> [Selected extract]
Restaurants shut doors to prepare for next season

Many of Cayman’s restaurants are preparing to shut down for several weeks during September – not just to refurbish but because it’s simply not worth it financially to remain open.

Strolling around Cayman in September may not be the wisest thing to do with the humidity at its fiercest, but doing so will reveal many restaurants shuttered.

This phenomenon, explained Markus Mueri, restaurant representative of the Cayman Islands Tourism Association, has developed due to the month being traditionally the softest in terms of tourist arrivals.

“The fundamental concept is that September and October seem to be the slowest time for the Cayman Islands. Occupancy is down. So if your business is depending more on tourism as certain restaurants are – maybe you make 50 per cent of your money from tourists – for example, it isn’t worth opening.

“You would lose money in September and October begins slowly. So people started to say, ‘You know what, let’s send everybody on vacation at the same time and when they all come back we will have a fresh start.”
There is a distinct reason behind the judiciously-timed temporary closure of restaurants, continued Mueri, and that is due to these months historically being the height of hurricane season.

“What is also very interesting is that the Island usually does extremely well in July and August. But what happens when there is a first hurricane threat is that reservations are cancelled, people change plans and occupancy rates at hotels plummet down to around 40 per cent.

“It is understandable; why would you want to book a vacation when there is a potential hurricane coming? You would choose a different location. Five years ago it happened three years in the row, around 25 August there was a threat then a couple of times there was almost an evacuation of the Island. It never came to us, God bless us, but it takes a very long time to get occupancy back up again. So a lot of restaurants said, let’s close it down as there’s no reason to keep open then we’ll come back for a fresh start,” he said.

Preparing for high season

The closure allows restaurant managers to budget for a ‘dead month’ in their yearly plans, with August generally being a relatively decent period in terms of business – weather permitting.

“People love to come down here but as soon as one hurricane is in the region everybody runs away,” he reiterated.

It allows business owners several weeks to repaint and refurbish their premises, said Mueri, who also noted that the blackout period gave an opportunity to reflect and regroup in terms of menus and so on.

“We always plan in this time; get the Christmas menus ready, prepare everything for a new start-up for the high season, in mid-October. You fix things up and start working on things so in October we come fresh with ideas, new menus and gear up for holiday season.

“In August a lot of families are out on vacation with their children so a lot of people leave to take their kids to Europe and the United States. They come back in late August but then are busy with family and so on but in October [business] is slowly coming back again. November is usually the big comeback month.”

Mueri said that the restaurant industry is experiencing a positive period in comparison to other years and that there are moves being made to further strengthen the sector for the new season.

“In the Cayman Islands Tourism Association we are now talking about how we can boost October. We have a Restaurant Week planned and there are discussions about a lot of different ways we can make it better for the restaurants and the hospitality industry overall,” he revealed.

> [Exercises]
(a) Name every calendar month mentioned in the Cayman restaurant article.
(b) According to the Cayman restaurant article, what do hotel occupancy rates fall to when the first hurricane threat appears?
(c) Write out the passage of the Cayman restaurant article between "The closure allows" and "for holiday season.", inclusive.
Rely only on the Cayman restaurant article for these answers.

[Point localization data]
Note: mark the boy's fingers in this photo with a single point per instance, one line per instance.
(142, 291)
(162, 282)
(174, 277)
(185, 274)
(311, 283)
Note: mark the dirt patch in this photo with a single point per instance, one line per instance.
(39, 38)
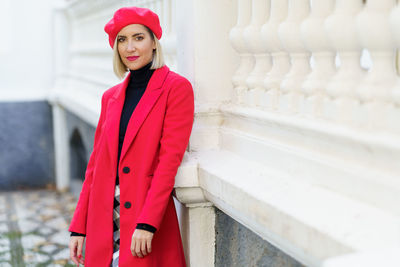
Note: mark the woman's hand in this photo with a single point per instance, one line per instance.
(141, 243)
(75, 249)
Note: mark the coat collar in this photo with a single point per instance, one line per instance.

> [Answer set]
(a) September, October, July, August, November

(b) Around 40 percent.

(c)
The closure allows restaurant managers to budget for a ‘dead month’ in their yearly plans, with August generally being a relatively decent period in terms of business – weather permitting.

“People love to come down here but as soon as one hurricane is in the region everybody runs away,” he reiterated.

It allows business owners several weeks to repaint and refurbish their premises, said Mueri, who also noted that the blackout period gave an opportunity to reflect and regroup in terms of menus and so on.

“We always plan in this time; get the Christmas menus ready, prepare everything for a new start-up for the high season, in mid-October. You fix things up and start working on things so in October we come fresh with ideas, new menus and gear up for holiday season.